**TRAVAIL DEMANDÉ**.
• a. Pouvez-vous recopier intégralement le texte sur Machiavel, sans y changer quoi que ce soit ?
• b. Pouvez-vous exprimer sous forme de liste JSON de chaînes les lignes du listing allant de son début jusqu’à la ligne contenant « 186 103 L 186 », bornes incluses, et uniquement celles-ci, à raison d’une chaîne par ligne et en omettant les lignes vides ?

**EXTRAIT DU TEXTE**.
Machiavel, c’est l’histoire d’un type qui a tout compris aux magouilles politiques — et cela, bien avant vous, bien avant moi et bien avant n’importe quel conseiller politique.
Si son nom ne vous dit rien, pas de panique. Vous avez peut-être déjà entendu l’adjectif « machiavélique » ? Eh bah bingo, ça vient de lui. Et la définition associée à son nom n’est pas très glorieuse.
Machiavelisme = attitude politique qui fait abstraction de la morale, qui valorise une conduite sournoise, violente, ainsi que la manipulation d’autrui.
Rassurez-vous, Machiavel est un gentil. C’est juste le premier homme a avoir analysé puis théorisé l’utilisation de la cruauté en politique. Il a tout résumé dans son livre Le Prince (à interpréter aujourd’hui comme « Le Président ») qu’il a écrit en 1513.

**DONNÉES FOURNIES**.

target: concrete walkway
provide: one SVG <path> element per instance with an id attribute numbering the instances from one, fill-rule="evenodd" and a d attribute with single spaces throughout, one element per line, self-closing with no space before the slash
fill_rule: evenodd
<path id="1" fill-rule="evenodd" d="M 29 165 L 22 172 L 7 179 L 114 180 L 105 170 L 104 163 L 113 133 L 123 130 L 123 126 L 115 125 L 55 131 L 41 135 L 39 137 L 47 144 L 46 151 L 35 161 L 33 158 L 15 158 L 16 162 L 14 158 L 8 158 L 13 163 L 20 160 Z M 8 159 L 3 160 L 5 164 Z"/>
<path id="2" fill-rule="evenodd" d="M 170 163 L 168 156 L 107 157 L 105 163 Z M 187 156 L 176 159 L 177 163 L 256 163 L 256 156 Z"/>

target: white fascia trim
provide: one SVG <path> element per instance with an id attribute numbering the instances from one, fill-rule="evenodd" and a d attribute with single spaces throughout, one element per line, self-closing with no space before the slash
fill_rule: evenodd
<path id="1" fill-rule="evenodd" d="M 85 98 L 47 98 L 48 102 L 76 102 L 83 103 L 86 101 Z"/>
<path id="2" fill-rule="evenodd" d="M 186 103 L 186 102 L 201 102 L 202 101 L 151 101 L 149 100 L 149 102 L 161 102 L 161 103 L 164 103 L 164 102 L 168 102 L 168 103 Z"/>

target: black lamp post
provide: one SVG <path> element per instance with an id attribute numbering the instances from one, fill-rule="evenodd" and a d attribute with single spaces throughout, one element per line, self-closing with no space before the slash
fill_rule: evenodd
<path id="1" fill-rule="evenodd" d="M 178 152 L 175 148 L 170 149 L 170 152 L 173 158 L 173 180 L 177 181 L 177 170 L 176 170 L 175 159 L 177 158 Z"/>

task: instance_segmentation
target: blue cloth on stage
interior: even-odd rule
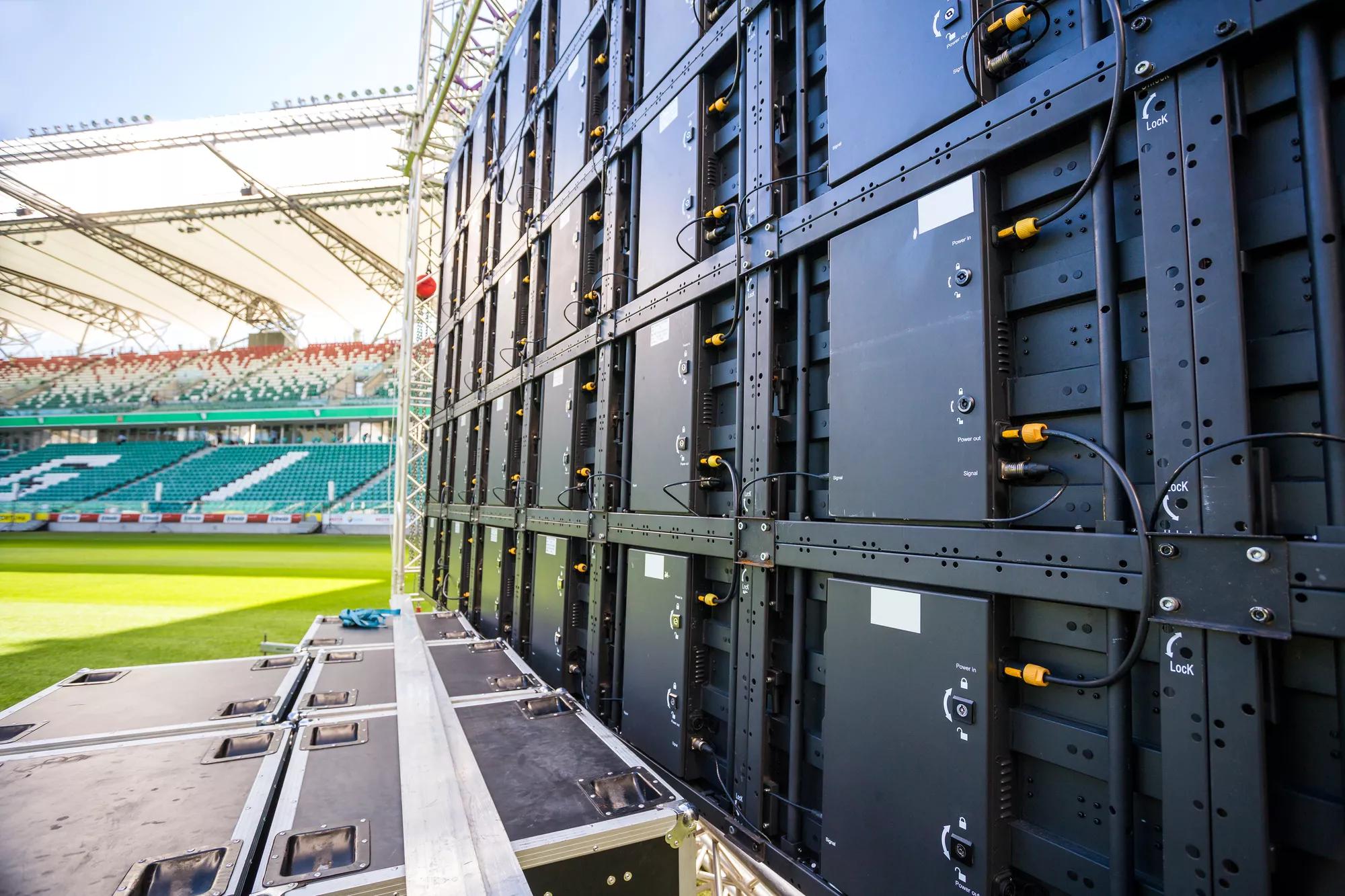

**SOLUTIONS PROPOSÉES**.
• a.
Machiavel, c’est l’histoire d’un type qui a tout compris aux magouilles politiques — et cela, bien avant vous, bien avant moi et bien avant n’importe quel conseiller politique.
Si son nom ne vous dit rien, pas de panique. Vous avez peut-être déjà entendu l’adjectif « machiavélique » ? Eh bah bingo, ça vient de lui. Et la définition associée à son nom n’est pas très glorieuse.
Machiavelisme = attitude politique qui fait abstraction de la morale, qui valorise une conduite sournoise, violente, ainsi que la manipulation d’autrui.
Rassurez-vous, Machiavel est un gentil. C’est juste le premier homme a avoir analysé puis théorisé l’utilisation de la cruauté en politique. Il a tout résumé dans son livre Le Prince (à interpréter aujourd’hui comme « Le Président ») qu’il a écrit en 1513.

• b.
[
  "target: concrete walkway",
  "provide: one SVG <path> element per instance with an id attribute numbering the instances from one, fill-rule=\"evenodd\" and a d attribute with single spaces throughout, one element per line, self-closing with no space before the slash",
  "fill_rule: evenodd",
  "<path id=\"1\" fill-rule=\"evenodd\" d=\"M 29 165 L 22 172 L 7 179 L 114 180 L 105 170 L 104 163 L 113 133 L 123 130 L 123 126 L 115 125 L 55 131 L 41 135 L 39 137 L 47 144 L 46 151 L 35 161 L 33 158 L 15 158 L 16 162 L 14 158 L 8 158 L 13 163 L 20 160 Z M 8 159 L 3 160 L 5 164 Z\"/>",
  "<path id=\"2\" fill-rule=\"evenodd\" d=\"M 170 163 L 168 156 L 107 157 L 105 163 Z M 187 156 L 176 159 L 177 163 L 256 163 L 256 156 Z\"/>",
  "target: white fascia trim",
  "provide: one SVG <path> element per instance with an id attribute numbering the instances from one, fill-rule=\"evenodd\" and a d attribute with single spaces throughout, one element per line, self-closing with no space before the slash",
  "fill_rule: evenodd",
  "<path id=\"1\" fill-rule=\"evenodd\" d=\"M 85 98 L 47 98 L 48 102 L 76 102 L 83 103 L 86 101 Z\"/>",
  "<path id=\"2\" fill-rule=\"evenodd\" d=\"M 186 103 L 186 102 L 201 102 L 202 101 L 151 101 L 149 100 L 149 102 L 161 102 L 161 103 L 164 103 L 164 102 L 168 102 L 168 103 Z\"/>"
]